● **WHAT THIS TASK INVOLVES**:
Copy the records below word for word, starting with the line that contains "Find the jacket" and going on through the line that contains "[(269, 178)]".

##############################

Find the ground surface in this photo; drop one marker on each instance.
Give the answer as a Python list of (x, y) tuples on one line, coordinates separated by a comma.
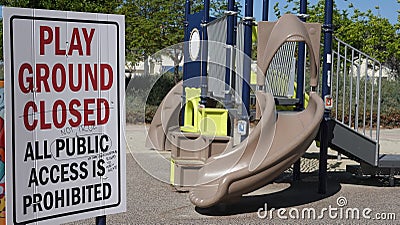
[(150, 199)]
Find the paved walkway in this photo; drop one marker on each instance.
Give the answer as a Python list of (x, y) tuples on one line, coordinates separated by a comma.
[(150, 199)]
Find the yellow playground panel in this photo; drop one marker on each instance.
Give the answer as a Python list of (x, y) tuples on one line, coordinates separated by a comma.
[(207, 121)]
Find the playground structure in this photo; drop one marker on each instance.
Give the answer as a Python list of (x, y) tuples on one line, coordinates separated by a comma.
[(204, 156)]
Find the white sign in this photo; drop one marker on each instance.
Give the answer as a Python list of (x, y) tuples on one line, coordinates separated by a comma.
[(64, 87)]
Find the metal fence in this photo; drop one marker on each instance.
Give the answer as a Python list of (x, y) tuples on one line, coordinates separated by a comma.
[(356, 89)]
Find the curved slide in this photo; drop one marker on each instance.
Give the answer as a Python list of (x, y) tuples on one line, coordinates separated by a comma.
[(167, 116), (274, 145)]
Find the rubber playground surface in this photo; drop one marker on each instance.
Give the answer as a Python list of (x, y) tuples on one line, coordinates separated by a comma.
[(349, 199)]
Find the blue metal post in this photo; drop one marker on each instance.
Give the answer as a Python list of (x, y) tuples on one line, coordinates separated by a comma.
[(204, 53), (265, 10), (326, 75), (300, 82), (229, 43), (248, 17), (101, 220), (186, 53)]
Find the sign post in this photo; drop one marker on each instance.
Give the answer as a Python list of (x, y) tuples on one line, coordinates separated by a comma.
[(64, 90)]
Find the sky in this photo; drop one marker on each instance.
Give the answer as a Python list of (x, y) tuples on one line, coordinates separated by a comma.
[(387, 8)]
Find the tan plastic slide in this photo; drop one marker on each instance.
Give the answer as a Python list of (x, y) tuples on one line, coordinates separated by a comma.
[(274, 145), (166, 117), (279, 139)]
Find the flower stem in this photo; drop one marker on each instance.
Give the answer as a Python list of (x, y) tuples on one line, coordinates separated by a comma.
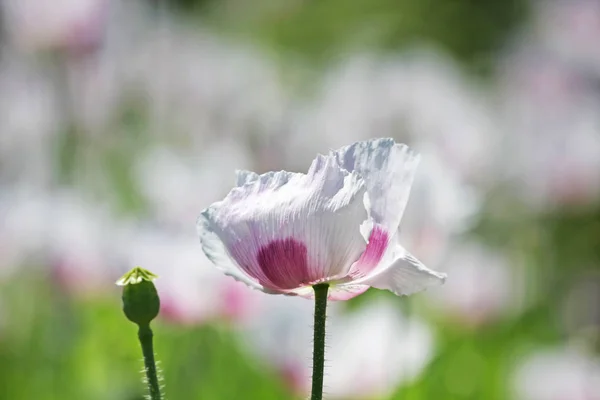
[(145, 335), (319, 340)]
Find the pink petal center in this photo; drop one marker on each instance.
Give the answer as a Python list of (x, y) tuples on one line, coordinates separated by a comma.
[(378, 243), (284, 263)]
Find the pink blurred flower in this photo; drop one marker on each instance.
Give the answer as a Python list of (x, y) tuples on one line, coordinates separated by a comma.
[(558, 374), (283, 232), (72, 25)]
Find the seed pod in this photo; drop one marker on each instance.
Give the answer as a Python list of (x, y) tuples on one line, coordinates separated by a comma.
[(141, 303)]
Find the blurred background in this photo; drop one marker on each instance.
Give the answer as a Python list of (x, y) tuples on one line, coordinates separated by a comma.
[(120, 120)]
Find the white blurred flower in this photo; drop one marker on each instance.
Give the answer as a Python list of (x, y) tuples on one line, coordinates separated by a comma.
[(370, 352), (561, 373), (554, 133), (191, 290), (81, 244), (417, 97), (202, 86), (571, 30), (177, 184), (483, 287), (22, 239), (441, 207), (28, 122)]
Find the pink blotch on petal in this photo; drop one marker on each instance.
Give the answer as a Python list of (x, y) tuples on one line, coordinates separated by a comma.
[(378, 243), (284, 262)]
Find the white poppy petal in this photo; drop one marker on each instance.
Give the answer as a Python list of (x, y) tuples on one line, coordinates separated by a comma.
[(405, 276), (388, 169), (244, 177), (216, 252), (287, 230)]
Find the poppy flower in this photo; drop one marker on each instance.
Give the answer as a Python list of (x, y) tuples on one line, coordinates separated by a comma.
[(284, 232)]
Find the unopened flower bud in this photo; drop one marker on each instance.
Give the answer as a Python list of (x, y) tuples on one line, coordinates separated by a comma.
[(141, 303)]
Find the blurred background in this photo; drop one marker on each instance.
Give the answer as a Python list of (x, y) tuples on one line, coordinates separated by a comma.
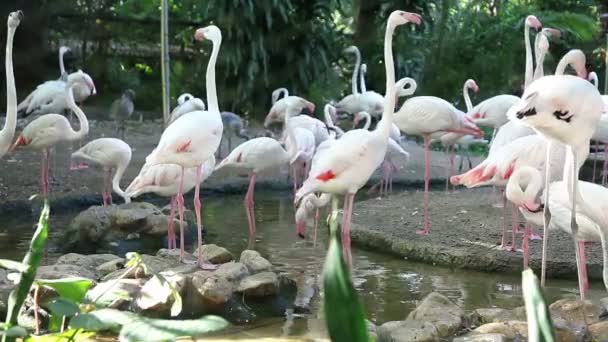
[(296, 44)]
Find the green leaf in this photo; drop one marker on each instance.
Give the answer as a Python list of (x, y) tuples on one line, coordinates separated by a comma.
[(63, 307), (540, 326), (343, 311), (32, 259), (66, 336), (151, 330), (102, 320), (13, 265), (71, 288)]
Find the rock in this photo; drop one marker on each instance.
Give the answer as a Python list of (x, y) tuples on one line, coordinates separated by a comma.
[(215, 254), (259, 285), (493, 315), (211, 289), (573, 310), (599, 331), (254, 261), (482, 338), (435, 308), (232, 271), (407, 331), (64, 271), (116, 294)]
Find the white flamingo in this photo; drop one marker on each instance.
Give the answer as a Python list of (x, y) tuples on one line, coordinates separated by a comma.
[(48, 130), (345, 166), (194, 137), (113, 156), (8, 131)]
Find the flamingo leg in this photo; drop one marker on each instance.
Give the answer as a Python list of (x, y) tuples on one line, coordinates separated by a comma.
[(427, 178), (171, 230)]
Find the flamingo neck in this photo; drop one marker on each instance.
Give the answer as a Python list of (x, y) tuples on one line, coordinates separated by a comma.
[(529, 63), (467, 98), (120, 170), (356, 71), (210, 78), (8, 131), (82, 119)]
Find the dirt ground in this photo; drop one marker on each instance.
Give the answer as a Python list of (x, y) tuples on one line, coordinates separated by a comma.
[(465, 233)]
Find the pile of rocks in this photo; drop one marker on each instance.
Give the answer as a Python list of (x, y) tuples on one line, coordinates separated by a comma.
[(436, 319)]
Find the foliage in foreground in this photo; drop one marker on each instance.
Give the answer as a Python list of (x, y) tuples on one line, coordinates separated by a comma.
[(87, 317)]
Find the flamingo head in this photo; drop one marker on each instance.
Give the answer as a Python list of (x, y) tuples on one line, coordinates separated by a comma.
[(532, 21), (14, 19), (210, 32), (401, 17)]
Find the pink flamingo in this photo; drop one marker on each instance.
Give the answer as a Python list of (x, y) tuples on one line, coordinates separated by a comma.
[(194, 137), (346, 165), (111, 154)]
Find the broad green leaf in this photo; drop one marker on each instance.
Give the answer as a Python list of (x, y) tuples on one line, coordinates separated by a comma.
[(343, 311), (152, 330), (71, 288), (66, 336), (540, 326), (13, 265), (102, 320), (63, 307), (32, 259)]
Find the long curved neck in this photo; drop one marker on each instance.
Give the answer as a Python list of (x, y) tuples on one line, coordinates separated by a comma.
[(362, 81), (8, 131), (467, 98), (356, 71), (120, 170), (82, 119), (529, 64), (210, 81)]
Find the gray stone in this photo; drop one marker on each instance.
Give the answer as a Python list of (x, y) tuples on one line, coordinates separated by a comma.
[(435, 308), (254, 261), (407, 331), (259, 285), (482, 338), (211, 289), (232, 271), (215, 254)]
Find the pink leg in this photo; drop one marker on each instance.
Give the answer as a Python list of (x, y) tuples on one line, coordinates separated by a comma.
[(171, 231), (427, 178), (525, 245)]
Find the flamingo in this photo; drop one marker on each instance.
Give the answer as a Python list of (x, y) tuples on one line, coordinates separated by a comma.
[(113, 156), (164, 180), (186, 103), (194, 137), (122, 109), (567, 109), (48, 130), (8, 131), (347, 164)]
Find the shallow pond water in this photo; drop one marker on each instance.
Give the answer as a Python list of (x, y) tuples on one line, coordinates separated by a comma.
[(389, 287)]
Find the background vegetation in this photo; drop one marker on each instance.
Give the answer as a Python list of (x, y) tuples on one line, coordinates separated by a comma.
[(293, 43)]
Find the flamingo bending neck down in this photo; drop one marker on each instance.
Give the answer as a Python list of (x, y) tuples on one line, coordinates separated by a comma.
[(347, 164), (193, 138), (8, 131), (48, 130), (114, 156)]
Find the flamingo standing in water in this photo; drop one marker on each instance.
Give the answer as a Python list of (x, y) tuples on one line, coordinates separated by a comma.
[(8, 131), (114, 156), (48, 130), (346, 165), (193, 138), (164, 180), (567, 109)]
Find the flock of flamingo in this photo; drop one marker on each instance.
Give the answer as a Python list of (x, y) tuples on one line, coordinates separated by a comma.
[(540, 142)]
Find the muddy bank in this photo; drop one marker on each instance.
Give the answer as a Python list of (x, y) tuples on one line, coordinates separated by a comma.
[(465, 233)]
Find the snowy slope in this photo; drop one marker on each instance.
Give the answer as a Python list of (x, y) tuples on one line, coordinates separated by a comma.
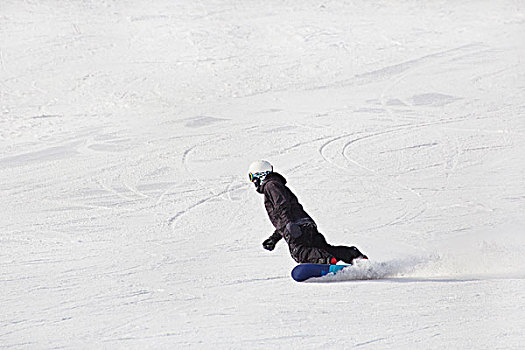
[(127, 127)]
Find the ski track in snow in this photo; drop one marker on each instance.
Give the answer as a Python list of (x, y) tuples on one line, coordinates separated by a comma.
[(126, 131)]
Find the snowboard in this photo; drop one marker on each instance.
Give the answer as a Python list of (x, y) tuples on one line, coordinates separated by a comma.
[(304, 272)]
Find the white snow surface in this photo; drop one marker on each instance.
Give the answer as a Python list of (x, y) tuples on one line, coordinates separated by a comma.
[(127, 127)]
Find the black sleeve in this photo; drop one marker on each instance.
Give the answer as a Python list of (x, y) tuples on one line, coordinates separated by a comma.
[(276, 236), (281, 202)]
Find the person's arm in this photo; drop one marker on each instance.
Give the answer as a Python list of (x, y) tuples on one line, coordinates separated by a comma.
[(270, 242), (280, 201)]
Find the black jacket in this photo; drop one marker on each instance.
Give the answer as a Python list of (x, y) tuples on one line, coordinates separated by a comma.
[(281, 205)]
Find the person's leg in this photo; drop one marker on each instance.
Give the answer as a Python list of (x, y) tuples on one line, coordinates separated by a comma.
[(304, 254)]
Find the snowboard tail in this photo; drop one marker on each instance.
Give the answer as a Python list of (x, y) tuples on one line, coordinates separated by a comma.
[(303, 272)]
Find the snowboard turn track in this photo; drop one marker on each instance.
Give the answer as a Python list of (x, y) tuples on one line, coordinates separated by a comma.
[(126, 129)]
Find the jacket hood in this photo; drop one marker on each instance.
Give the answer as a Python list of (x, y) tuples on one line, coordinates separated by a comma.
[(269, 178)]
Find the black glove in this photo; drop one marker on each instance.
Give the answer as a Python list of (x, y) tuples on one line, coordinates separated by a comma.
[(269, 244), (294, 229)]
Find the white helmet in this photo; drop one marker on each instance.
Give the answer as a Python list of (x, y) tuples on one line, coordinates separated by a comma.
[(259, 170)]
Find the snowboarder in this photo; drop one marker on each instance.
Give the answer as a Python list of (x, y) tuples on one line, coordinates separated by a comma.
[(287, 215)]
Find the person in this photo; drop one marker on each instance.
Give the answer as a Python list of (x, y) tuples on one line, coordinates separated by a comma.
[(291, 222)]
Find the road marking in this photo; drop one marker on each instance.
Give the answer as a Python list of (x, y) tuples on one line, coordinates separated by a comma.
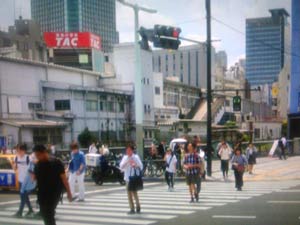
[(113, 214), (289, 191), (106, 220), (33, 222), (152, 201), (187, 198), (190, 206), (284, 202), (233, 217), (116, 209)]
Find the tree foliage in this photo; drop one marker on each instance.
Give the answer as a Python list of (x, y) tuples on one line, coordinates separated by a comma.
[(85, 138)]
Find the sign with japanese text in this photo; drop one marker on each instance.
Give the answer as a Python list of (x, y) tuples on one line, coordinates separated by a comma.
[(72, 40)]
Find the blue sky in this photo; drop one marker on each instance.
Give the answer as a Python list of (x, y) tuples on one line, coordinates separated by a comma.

##############################

● **WRITTEN REPLY**:
Find the jacket hood in this photo; drop one marker on each instance.
Give the answer as a Python list of (x, y) tuples on one line, coordinates separated by a comma.
[(269, 178)]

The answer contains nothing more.